> [Task requirements]
Look through the data below and work out how many lines hold "instance"; state only the number.

> [Dataset entries]
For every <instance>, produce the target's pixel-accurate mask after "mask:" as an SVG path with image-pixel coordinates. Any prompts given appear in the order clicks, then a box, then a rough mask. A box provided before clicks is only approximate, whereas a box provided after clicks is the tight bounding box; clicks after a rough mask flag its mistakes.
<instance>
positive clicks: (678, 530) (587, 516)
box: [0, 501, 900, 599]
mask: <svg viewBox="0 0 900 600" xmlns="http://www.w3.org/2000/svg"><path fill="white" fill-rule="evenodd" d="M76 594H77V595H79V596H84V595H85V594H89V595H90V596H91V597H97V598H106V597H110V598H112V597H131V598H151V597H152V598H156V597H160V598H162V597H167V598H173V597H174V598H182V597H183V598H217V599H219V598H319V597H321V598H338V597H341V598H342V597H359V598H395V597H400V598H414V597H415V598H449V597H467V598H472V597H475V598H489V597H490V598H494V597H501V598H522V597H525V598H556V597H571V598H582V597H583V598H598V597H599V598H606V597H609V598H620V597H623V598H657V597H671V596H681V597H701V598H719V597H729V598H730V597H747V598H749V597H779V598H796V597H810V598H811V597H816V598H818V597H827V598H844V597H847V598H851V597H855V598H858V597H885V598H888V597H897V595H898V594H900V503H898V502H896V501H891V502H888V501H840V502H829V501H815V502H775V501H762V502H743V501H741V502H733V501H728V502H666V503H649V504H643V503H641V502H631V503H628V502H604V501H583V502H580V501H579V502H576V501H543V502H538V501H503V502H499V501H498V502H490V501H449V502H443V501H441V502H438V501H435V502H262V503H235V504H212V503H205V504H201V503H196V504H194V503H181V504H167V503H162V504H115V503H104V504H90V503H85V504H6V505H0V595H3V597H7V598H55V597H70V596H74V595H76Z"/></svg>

> [Exercise response]
2